Teks Bacaan.

━━━━━━━━━━

InfoSAWIT, JAKARTA – Menteri Perdagangan (Mendag) Budi Santoso menegaskan pentingnya menjaga keseimbangan pasokan minyak sawit mentah (crude palm oil/CPO) di tengah upaya pemerintah mengimplementasikan mandatori biodiesel 40 persen (B40). Hal ini bertujuan memastikan kebutuhan domestik terpenuhi, baik untuk bahan bakar nabati (BBN) maupun minyak goreng.
“Kami akan memprioritaskan kebutuhan CPO untuk dalam negeri. Jika perlu, akan ada pengaturan rasio ekspor agar program B40 berjalan tanpa mengganggu kebutuhan minyak goreng di pasar domestik,” ujar Budi dalam Konferensi Pers Capaian 2024 dan Program Kerja 2025 di Jakarta.
Program B40, yang mencampurkan 60 persen solar dengan 40 persen BBN berbasis minyak sawit, menjadi langkah strategis pemerintah dalam transisi menuju energi hijau sekaligus mengoptimalkan sumber daya domestik. Target produksi biodiesel B40 pada 2025 mencapai 15,6 juta kiloliter (kl), dengan alokasi 7,55 juta kl untuk public service obligation (PSO) dan 8,07 juta kl untuk kebutuhan non-PSO.
Menurut Budi, evaluasi rutin akan dilakukan untuk memastikan kebijakan tetap seimbang. “Kita harus memastikan produksi CPO mencukupi, baik untuk biodiesel maupun minyak goreng. Dengan demikian, implementasi B40 tidak berdampak negatif pada kebutuhan pokok masyarakat,” tambahnya.

━━━━━━━━━━

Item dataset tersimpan
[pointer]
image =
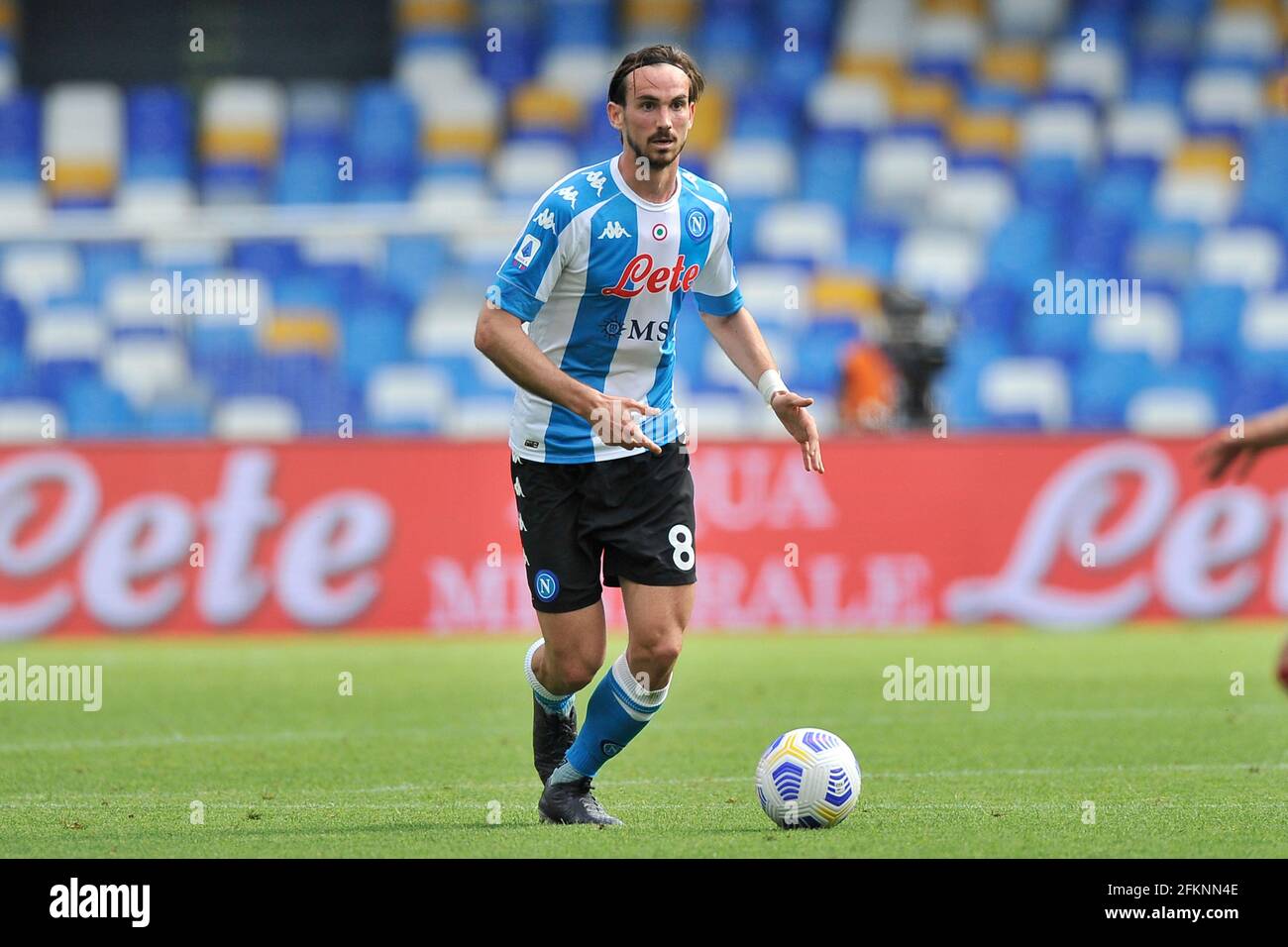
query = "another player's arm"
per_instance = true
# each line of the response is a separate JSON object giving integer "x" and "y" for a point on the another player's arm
{"x": 741, "y": 339}
{"x": 1220, "y": 450}
{"x": 500, "y": 337}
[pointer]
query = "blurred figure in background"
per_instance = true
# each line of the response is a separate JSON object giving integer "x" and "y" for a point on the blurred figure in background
{"x": 888, "y": 373}
{"x": 1219, "y": 453}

━━━━━━━━━━

Tugas yang Dikerjakan.
1 - Tuliskan ulang bagian teks bacaan dengan sama persis, mulai dari "InfoSAWIT, JAKARTA –" dan berakhir pada "(BBN) maupun minyak goreng.".
2 - Terjemahkan kalimat dari teks bacaan ini ke dalam bahasa Inggris: "Menurut Budi, evaluasi rutin akan dilakukan untuk memastikan kebijakan tetap seimbang."

Kunci Jawaban.
1 -
InfoSAWIT, JAKARTA – Menteri Perdagangan (Mendag) Budi Santoso menegaskan pentingnya menjaga keseimbangan pasokan minyak sawit mentah (crude palm oil/CPO) di tengah upaya pemerintah mengimplementasikan mandatori biodiesel 40 persen (B40). Hal ini bertujuan memastikan kebutuhan domestik terpenuhi, baik untuk bahan bakar nabati (BBN) maupun minyak goreng.

2 - According to Budi, routine evaluations will be carried out to ensure the policy remains balanced.